Text segment.
If public donates, they will get buzz cuts
By Matthew Whittle
Published in News on October 28, 2007 2:00 AM
Construction of the Wayne County Animal Adoption and Education Center is under way, and there's a buzz in the air, but it's not coming from the equipment at the Clingman Street site.
Rather, it's coming from the dozens of hairstylists lining up for the opportunity to shave four full heads of hair.
With a fundraising goal of $150,000 to help pay for the center's bricks and mortar, the Wayne County Humane Society is hoping to raise a third of that by sacrificing the heads of board member Frances Gooden, vice presidents Jean Hollowell and Barrett Parker and county manager Lee Smith.
As each one raises the necessary $12,500, the hair will come off -- all the way up to the group's $50,000 goal.
"We are starting to collect the money immediately," Ms. Hollowell said. "We're getting the jars set up and when the funds come in, the hair will come off. We hope that everyone will need a little knit cap by winter time."
"I'm going to be disappointed if I don't get my head shaved," Mrs. Gooden added. "I'm excited about this. My husband supports me and I'll wear my buzzed head proudly."
Donation sites will include Hollowell & Benton, PA Attorneys, at 130 S. John St. and Healthabit Natural Foods & Wines at 606 N. Spence Ave. Checks should be made payable to the Wayne County Humane Society, which is a non-profit, 501c-3, tax-deductible organization. Donations also can be mailed to, Wayne County Humane Society, P.O. Box 54, Goldsboro, NC 27533.
Licensed barbers and hair stylists interested in bidding on the chance to do the shaving should contact Carla Griffin at 734-3747.
Getting the four volunteers, Ms. Hollowell said, took a "little arm-twisting and a little cheerleading." But in the end, she continued, "the four of us stepped up and said, 'alright, we're in.'"
For his part, Smith said it was a fairly easy decision.
"I just thought it was kind of a cool idea and it was something I wanted to do. Besides, when the ladies volunteered, I had to step up," he said. "It's just hair, it'll grow back. The only thing I'm worried about is it coming back in even more gray than it already is."

Exercise requirements.
A: In the buzz-cut fundraiser article, name everyone who has agreed to have their head shaved once enough money is raised.
B: Rewrite the stretch of the buzz-cut fundraiser article from "Rather, it's coming" through "group's $50,000 goal.", substituting "barbers" for "hairstylists".
C: Write the next part of the buzz-cut fundraiser article.

Dataset excerpts.
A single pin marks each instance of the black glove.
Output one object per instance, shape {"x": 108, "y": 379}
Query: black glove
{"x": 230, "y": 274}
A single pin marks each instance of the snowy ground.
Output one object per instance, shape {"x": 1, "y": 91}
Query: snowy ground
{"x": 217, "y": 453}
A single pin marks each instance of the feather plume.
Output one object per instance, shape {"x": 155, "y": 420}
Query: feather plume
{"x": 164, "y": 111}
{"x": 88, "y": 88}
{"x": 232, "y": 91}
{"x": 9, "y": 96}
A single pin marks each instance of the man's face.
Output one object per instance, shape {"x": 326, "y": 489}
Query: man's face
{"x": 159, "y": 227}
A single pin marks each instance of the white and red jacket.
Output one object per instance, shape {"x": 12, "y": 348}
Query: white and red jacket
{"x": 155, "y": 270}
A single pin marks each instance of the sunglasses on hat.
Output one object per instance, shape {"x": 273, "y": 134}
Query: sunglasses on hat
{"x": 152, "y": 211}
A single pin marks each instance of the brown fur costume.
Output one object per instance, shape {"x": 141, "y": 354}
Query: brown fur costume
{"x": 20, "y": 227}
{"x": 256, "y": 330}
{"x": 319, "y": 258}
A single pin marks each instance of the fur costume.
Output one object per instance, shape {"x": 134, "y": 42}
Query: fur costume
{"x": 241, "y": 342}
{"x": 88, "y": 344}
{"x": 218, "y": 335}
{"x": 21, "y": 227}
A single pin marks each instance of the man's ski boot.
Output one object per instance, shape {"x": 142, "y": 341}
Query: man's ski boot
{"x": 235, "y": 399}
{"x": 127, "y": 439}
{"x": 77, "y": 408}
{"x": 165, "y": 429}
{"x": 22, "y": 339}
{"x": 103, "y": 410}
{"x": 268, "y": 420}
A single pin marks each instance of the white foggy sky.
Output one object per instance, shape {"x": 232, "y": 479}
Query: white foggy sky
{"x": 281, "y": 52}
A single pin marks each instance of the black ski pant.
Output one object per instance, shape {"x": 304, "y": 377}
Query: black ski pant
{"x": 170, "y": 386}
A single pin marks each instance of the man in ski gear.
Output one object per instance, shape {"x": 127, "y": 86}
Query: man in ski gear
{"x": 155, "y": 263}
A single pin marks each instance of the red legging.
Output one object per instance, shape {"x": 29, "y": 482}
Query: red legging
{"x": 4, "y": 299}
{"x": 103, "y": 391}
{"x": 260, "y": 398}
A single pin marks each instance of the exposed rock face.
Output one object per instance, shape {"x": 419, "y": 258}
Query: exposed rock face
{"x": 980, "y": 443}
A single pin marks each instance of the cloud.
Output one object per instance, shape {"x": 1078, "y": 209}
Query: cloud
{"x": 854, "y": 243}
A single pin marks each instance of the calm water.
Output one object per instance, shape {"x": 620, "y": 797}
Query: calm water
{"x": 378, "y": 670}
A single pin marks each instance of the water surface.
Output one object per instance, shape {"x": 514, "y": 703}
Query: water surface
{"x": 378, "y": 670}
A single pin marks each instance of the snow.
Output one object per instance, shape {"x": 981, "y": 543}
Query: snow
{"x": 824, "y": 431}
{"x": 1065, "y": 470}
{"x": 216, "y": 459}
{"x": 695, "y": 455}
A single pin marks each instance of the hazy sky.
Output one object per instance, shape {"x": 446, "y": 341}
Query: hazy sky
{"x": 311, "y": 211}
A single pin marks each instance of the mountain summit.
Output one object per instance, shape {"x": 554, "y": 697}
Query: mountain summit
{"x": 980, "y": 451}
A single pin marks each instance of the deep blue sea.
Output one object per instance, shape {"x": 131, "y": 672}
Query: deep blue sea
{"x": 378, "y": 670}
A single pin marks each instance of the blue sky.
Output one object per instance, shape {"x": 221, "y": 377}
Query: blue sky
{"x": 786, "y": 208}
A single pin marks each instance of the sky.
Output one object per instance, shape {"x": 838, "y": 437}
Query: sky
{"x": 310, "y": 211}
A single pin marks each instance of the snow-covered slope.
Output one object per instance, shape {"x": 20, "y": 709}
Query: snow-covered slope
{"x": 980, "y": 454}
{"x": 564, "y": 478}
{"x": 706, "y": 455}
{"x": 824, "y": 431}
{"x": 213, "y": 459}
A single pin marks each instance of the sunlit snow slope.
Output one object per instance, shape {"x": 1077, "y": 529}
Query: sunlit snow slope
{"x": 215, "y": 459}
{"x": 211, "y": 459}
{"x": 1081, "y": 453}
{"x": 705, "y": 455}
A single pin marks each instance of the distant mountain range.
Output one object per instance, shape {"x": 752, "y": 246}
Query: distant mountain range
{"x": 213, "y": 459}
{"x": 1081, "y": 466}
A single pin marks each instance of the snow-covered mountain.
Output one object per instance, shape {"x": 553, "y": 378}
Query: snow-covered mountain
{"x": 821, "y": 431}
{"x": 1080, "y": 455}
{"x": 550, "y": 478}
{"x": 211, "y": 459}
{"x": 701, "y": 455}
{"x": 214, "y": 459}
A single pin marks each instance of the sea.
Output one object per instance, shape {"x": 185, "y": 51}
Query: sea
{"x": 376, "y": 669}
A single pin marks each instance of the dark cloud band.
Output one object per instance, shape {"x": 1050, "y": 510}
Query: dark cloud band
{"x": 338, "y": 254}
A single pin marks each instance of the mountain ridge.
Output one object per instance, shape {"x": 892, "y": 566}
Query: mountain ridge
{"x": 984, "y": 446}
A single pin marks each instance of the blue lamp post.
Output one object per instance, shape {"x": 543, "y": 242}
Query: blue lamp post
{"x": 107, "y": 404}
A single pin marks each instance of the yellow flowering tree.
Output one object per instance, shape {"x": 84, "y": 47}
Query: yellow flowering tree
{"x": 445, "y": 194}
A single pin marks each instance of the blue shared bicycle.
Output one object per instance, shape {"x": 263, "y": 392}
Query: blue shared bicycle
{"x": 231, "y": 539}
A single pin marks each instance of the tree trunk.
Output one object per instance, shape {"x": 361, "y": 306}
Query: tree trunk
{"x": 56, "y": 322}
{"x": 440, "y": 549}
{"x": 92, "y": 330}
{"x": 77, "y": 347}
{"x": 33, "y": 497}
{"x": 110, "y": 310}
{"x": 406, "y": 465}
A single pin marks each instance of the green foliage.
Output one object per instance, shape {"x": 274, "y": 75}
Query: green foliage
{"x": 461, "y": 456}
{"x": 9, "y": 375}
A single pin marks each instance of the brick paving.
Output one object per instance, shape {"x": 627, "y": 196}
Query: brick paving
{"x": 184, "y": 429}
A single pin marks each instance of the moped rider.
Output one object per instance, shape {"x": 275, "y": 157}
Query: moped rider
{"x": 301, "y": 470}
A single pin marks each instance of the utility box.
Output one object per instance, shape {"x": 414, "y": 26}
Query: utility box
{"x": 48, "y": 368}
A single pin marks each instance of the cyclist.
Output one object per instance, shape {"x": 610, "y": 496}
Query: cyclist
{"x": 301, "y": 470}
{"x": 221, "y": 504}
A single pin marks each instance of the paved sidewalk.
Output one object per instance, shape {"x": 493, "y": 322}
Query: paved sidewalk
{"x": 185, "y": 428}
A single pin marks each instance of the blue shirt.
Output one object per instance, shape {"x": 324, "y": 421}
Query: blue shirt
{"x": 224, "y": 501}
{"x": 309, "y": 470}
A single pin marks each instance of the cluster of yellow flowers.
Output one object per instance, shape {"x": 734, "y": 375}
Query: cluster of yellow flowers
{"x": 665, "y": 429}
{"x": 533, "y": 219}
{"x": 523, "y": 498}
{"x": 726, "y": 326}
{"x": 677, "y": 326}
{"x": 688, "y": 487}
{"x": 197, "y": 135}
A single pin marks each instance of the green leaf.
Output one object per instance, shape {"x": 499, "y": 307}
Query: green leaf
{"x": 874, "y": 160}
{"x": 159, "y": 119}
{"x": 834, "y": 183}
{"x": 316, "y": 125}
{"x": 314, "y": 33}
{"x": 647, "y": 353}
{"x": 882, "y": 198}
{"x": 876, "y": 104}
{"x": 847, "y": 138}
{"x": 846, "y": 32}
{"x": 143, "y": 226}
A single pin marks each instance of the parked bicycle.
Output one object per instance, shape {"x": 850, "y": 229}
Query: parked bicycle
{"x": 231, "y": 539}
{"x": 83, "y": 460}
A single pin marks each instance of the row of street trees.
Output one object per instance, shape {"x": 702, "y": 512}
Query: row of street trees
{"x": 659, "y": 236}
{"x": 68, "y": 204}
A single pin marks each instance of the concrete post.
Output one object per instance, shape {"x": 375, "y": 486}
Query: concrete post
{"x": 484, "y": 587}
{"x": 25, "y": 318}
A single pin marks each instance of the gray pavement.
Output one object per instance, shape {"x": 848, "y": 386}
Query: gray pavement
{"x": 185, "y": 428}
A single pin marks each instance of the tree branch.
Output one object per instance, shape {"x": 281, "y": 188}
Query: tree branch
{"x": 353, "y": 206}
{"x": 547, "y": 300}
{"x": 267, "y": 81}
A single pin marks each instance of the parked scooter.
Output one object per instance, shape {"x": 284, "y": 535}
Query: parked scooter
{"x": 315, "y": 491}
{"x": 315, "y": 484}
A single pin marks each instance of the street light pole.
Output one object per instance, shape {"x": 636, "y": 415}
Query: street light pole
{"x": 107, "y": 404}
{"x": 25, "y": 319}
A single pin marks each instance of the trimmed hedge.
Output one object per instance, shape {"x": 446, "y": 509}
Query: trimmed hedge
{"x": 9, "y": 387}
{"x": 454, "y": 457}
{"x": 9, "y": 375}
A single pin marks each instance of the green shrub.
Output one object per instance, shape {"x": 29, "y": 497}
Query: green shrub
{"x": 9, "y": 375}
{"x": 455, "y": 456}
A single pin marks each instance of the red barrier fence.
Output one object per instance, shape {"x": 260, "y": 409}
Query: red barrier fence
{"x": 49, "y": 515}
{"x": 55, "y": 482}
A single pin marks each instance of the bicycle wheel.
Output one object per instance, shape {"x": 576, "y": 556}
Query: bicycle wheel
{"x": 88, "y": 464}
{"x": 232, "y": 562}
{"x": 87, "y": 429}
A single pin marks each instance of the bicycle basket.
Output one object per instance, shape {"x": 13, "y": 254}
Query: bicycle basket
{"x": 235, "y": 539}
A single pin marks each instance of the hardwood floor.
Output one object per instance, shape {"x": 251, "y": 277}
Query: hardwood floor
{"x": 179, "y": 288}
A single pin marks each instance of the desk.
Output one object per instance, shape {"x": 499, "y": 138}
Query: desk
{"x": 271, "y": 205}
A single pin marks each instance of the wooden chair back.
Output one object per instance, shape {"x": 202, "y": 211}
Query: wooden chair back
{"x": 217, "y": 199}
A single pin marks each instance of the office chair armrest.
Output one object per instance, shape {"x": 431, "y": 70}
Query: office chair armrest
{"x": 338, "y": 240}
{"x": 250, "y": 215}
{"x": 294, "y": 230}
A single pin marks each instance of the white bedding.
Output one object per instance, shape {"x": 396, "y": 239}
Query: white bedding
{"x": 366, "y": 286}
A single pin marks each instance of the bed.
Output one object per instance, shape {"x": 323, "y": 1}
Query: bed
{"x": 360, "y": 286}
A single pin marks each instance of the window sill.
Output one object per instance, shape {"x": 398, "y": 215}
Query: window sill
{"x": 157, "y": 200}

Task answers.
A: Frances Gooden, Jean Hollowell, Barrett Parker, Lee Smith

B:
Rather, it's coming from the dozens of barbers lining up for the opportunity to shave four full heads of hair.
With a fundraising goal of $150,000 to help pay for the center's bricks and mortar, the Wayne County Humane Society is hoping to raise a third of that by sacrificing the heads of board member Frances Gooden, vice presidents Jean Hollowell and Barrett Parker and county manager Lee Smith.
As each one raises the necessary $12,500, the hair will come off -- all the way up to the group's $50,000 goal.

C:
But some of the volunteers are a little more apprehensive about the prospect of losing their hair.
"I'm excited," Ms. Parker said. "Of course I'm nervous, but I'm excited for the reasons we're doing it."
Ms. Hollowell, though, is even slightly more on edge.
"I have spent the last four years growing my hair out. I'm rather attached to it," she said.
In fact, she admitted that she's even woken up in the middle of night wondering why she agreed to this venture.
But then, she continued, she remembers how badly Wayne County needs a new shelter and what these funds will be able to do to not only help make that a reality, but also to provide for expanded spay and neuter, pet owner education, emergency medical care and other programs.
"We're all a little vain, but we're committed and we're going to do it," she said. "We want people in the community to know that this animal adoption and education center is important and that we're willing to make a sacrifice to ensure it's built."
The center is expected to cost approximately $1.8 million. So far, including the Humane Society, there have been $500,000 in pledges and donations from the community. To help raise its $150,000 portion, the society also will be selling commemorative bricks and a "Dare to Bare: Petals and Paws" calendar featuring 18 prominent Wayne County women.
The center is expected to be up and running within the year.